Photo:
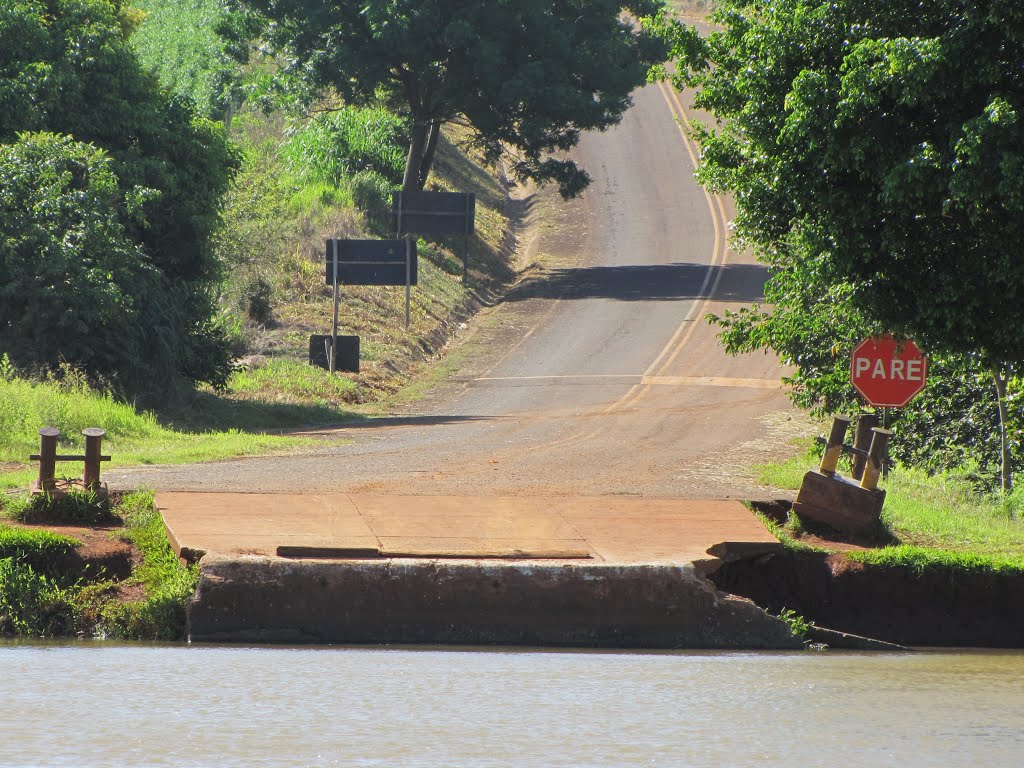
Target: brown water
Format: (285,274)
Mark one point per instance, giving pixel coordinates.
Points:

---------------

- Task to carry out
Return each line exactly as written. Any picture gets left out.

- Task solution
Photo:
Target: brown water
Format: (285,274)
Mark one point per instance, giving pixel coordinates.
Points:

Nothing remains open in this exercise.